Task instructions »
Please rewrite the lines starting with the first one and going on through the line with "378L359 382L352 390L367", putting "coarse mask" wherever "rough mask" appears and changing nothing else. Leave the picture out of your answer.
===============
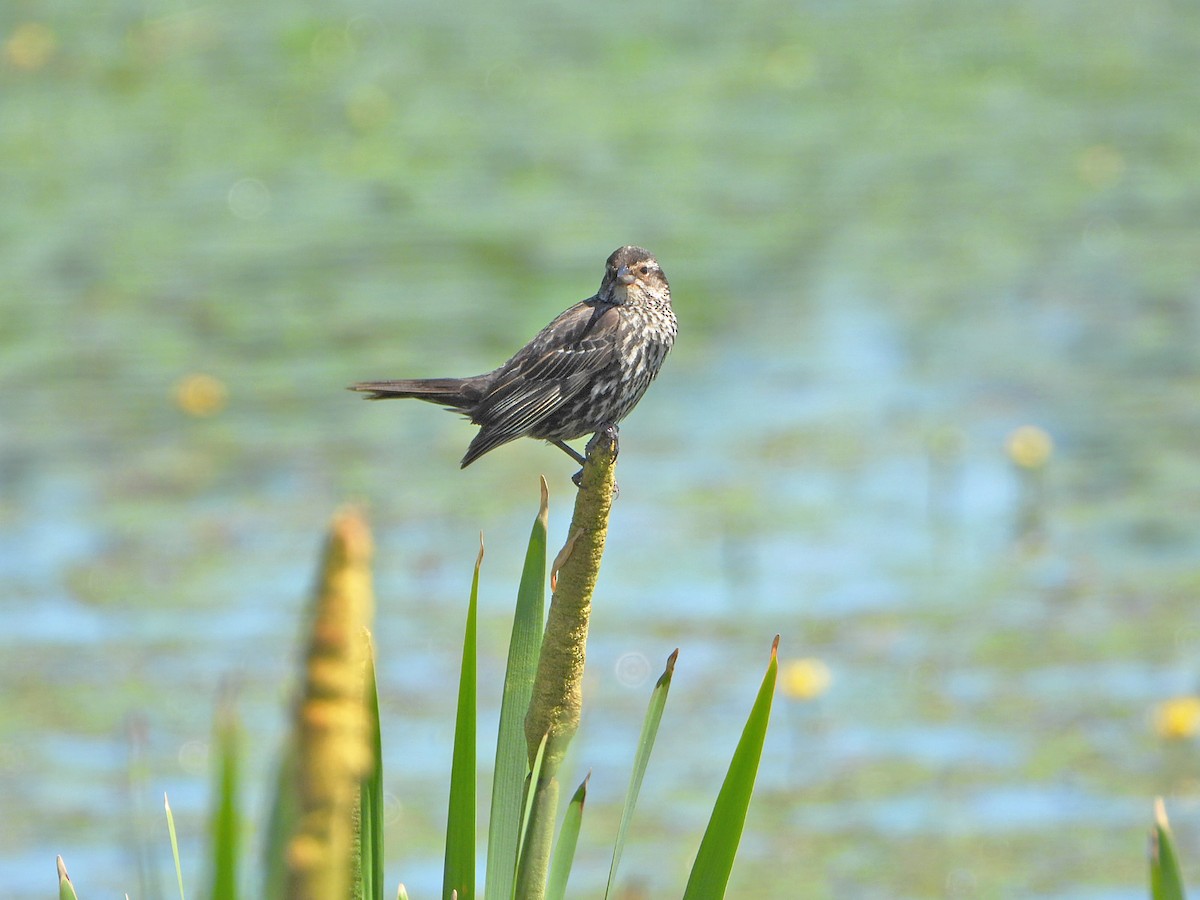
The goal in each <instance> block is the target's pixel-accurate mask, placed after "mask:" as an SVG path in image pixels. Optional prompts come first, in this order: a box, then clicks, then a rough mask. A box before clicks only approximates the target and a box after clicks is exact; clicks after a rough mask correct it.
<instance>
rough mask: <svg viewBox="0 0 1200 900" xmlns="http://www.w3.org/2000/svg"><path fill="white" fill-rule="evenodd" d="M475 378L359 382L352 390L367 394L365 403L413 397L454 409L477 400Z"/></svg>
mask: <svg viewBox="0 0 1200 900" xmlns="http://www.w3.org/2000/svg"><path fill="white" fill-rule="evenodd" d="M476 380H478V379H475V378H402V379H400V380H396V382H359V383H358V384H352V385H350V388H349V389H350V390H352V391H366V392H367V394H368V396H367V397H365V400H391V398H394V397H395V398H402V397H415V398H416V400H424V401H427V402H430V403H438V404H440V406H444V407H451V408H454V409H462V408H463V407H469V406H472V404H473V403H474V402H475V401H478V400H479V392H480V391H479V388H478V386H476V384H475V383H476Z"/></svg>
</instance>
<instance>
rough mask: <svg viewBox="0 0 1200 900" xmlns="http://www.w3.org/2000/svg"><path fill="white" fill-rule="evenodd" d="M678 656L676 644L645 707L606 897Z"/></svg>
mask: <svg viewBox="0 0 1200 900" xmlns="http://www.w3.org/2000/svg"><path fill="white" fill-rule="evenodd" d="M678 658H679V649H678V648H676V650H674V652H673V653H672V654H671V655H670V656H667V665H666V668H665V670H664V672H662V674H661V676H660V677H659V680H658V683H656V684H655V685H654V690H653V691H652V694H650V703H649V707H648V708H647V709H646V721H644V722H643V724H642V736H641V737H640V738H638V740H637V754H636V756H635V757H634V770H632V773H631V774H630V776H629V790H628V791H626V792H625V806H624V809H622V811H620V824H619V826H618V827H617V840H616V841H614V844H613V848H612V865H611V866H610V868H608V887H607V888H606V889H605V894H604V895H605V898H608V896H611V895H612V889H613V884H616V882H617V866H618V865H619V864H620V854H622V852H623V851H624V848H625V838H626V836H628V834H629V823H630V822H631V821H632V818H634V809H635V808H636V806H637V796H638V793H640V792H641V790H642V780H643V779H644V776H646V767H647V766H648V764H649V762H650V751H652V750H653V749H654V739H655V737H658V733H659V725H660V722H661V721H662V710H664V709H665V708H666V704H667V692H668V691H670V690H671V678H672V677H673V674H674V664H676V660H677V659H678Z"/></svg>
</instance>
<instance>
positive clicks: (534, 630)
mask: <svg viewBox="0 0 1200 900" xmlns="http://www.w3.org/2000/svg"><path fill="white" fill-rule="evenodd" d="M548 509H550V504H548V496H547V488H546V480H545V479H542V480H541V504H540V506H539V510H538V516H536V517H535V518H534V523H533V528H532V530H530V533H529V545H528V548H527V550H526V559H524V568H523V569H522V572H521V586H520V588H518V589H517V602H516V612H515V614H514V618H512V636H511V640H510V642H509V659H508V667H506V671H505V674H504V690H503V697H502V701H500V722H499V730H498V733H497V740H496V766H494V769H493V772H494V776H493V781H492V799H491V812H490V816H488V823H487V871H486V876H485V882H484V896H485V900H508V898H509V896H510V895H511V893H512V883H514V878H515V877H516V865H517V851H518V847H520V844H521V821H522V815H523V811H524V784H526V774H527V772H528V768H529V750H528V746H527V744H526V737H524V715H526V710H527V709H528V708H529V698H530V696H532V695H533V679H534V674H535V673H536V671H538V653H539V650H540V648H541V632H542V622H544V618H545V607H546V530H547V520H548Z"/></svg>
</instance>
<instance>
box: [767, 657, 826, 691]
mask: <svg viewBox="0 0 1200 900" xmlns="http://www.w3.org/2000/svg"><path fill="white" fill-rule="evenodd" d="M779 680H780V685H781V688H782V690H784V696H785V697H788V698H790V700H816V698H817V697H820V696H821V695H822V694H824V692H826V691H827V690H829V684H830V683H832V682H833V674H832V673H830V672H829V666H827V665H826V664H824V662H822V661H821V660H818V659H815V658H806V659H793V660H788V661H787V662H785V664H784V667H782V671H781V672H780V677H779Z"/></svg>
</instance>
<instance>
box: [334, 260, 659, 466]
mask: <svg viewBox="0 0 1200 900" xmlns="http://www.w3.org/2000/svg"><path fill="white" fill-rule="evenodd" d="M677 330H678V329H677V325H676V317H674V311H673V310H672V308H671V288H670V286H668V284H667V280H666V276H665V275H664V274H662V269H660V268H659V264H658V260H655V259H654V257H653V256H652V254H650V253H649V251H646V250H642V248H641V247H620V248H618V250H616V251H613V253H612V256H611V257H608V262H607V263H606V265H605V271H604V278H601V281H600V289H599V290H598V292H596V294H595V296H592V298H588V299H587V300H583V301H581V302H578V304H576V305H575V306H572V307H571V308H570V310H568V311H566V312H564V313H563V314H560V316H559V317H558V318H556V319H554V320H553V322H551V323H550V324H548V325H546V328H544V329H542V330H541V331H539V332H538V335H536V336H535V337H534V338H533V340H532V341H529V343H527V344H526V346H524V347H522V348H521V349H520V350H517V353H516V355H514V356H512V359H510V360H509V361H508V362H505V364H504V365H503V366H500V367H499V368H497V370H494V371H492V372H488V373H486V374H480V376H474V377H472V378H412V379H401V380H395V382H360V383H359V384H354V385H350V390H355V391H367V392H368V394H370V396H368V397H366V398H367V400H388V398H390V397H415V398H416V400H424V401H427V402H430V403H438V404H440V406H443V407H446V408H448V409H455V410H458V412H461V413H462V414H463V415H464V416H467V419H469V420H470V421H472V422H474V424H475V425H478V426H479V433H478V434H475V437H474V439H473V440H472V442H470V446H468V448H467V455H466V456H463V457H462V466H463V467H464V468H466V467H467V466H469V464H470V463H473V462H474V461H475V460H478V458H479V457H480V456H482V455H484V454H486V452H487V451H488V450H493V449H496V448H497V446H499V445H500V444H506V443H508V442H510V440H514V439H515V438H522V437H530V438H539V439H540V440H548V442H550V443H551V444H554V445H556V446H558V448H560V449H562V450H563V451H565V452H566V454H568V455H570V456H571V457H572V458H575V460H576V461H577V462H580V463H581V464H582V463H583V456H582V455H581V454H580V452H577V451H576V450H575V449H574V448H571V446H569V445H568V444H566V443H565V442H568V440H572V439H575V438H580V437H583V436H586V434H592V433H594V432H596V431H600V430H601V428H604V427H606V426H610V425H616V424H617V422H619V421H620V420H622V419H624V418H625V415H628V414H629V410H631V409H632V408H634V407H635V406H637V401H640V400H641V398H642V395H643V394H644V392H646V389H647V388H648V386H649V384H650V382H653V380H654V377H655V376H656V374H658V373H659V368H660V367H661V366H662V360H664V359H665V358H666V355H667V352H668V350H670V349H671V346H672V344H673V343H674V338H676V332H677Z"/></svg>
===============
Solution »
The goal in each <instance> block is the target's pixel-accurate mask, placed after "mask:" as an SVG path in image pixels. Optional prompts come first, in this order: a box, then clicks, then a coarse mask. A box before clicks only approximates the target and a box after clicks is exact; clicks after a coarse mask correct it.
<instance>
coarse mask: <svg viewBox="0 0 1200 900" xmlns="http://www.w3.org/2000/svg"><path fill="white" fill-rule="evenodd" d="M475 378L359 382L352 390L367 394L365 403L413 397L454 409L477 400Z"/></svg>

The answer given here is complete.